__Текст для чтения__
У него взяли кровь — не сразу, но взяли. При этом мне просто так не забрать выписку [с результатами анализов] — нужно отправить официальное письмо с запросом, причем только по «Почте России». Результаты анализов, которые у него брали в апреле, я получила только в конце лета. Я увидела, что три параметра не в норме — два повышенных, один пониженный. Но врачи-то об этом [раньше меня] узнали в СИЗО — и ничего не сделали. Они даже не понимают, что это за параметры, почему они повышены и что нам дальше с этим делать — то есть взяли [кровь] как просили, вклеили [результаты анализов] в карту — а дальше они не специалисты, чтобы разобраться, что с этим делать. Поэтому единственный выход — это оплачивать [прием] в частной клинике, договариваться с сотрудниками СИЗО, чтобы они вывозили Егора на обследования, и я могла сразу получить там все результаты.
— Насколько легко удается договариваться об этих выездах в клинику?
— Сотрудники СИЗО очень адекватно и по-человечески реагируют, палок в колеса нам не ставят и готовы вывозить его хоть каждые три недели, если это необходимо. Но на их готовность накладывается, например, состояние автозака, который ломается три раза в день. Егор зачастую и на суд приезжает с опозданием: потому что, как он говорит, они опять три раза сломались по дороге. А если автозак сломан, то как бы они ни хотели, они не могут его никуда вывезти. На последний суд Егор вообще приезжал на обычной легковой полицейской машине, потому что автозак опять был сломан.

__Задание__
Продолжите текст об обследованиях Егора в СИЗО, начав сразу после его последней фразы. Строки — отдельный от текста материал.

Сохранённые записи
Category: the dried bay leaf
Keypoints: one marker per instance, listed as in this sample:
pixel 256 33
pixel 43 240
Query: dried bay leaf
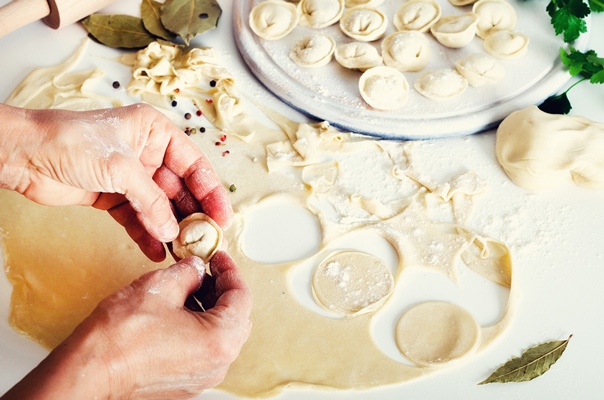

__Ответ к заданию__
Сейчас у него увеличилась стадия фиброза, но наш врач не может дать новый способ лечения, потому что мы у него не наблюдаемся. Следователь пошел навстречу: он передал документы [с результатами последнего обследования] в другую больницу и они нам хотя бы расписали лечение, чтобы остановить фиброз. Но каждый раз следователь не будет договариваться с врачами. Да и гепатологов даже в Санкт-Петербурге не так много, а учитывая, что после приговора Егор уедет в Архангельск… Я очень сомневаюсь, что там есть гепатологи, которые специализируются на аутоиммунном гепатите.
— Почему с учетом заболевания Егор содержится в СИЗО, а не под домашним арестом?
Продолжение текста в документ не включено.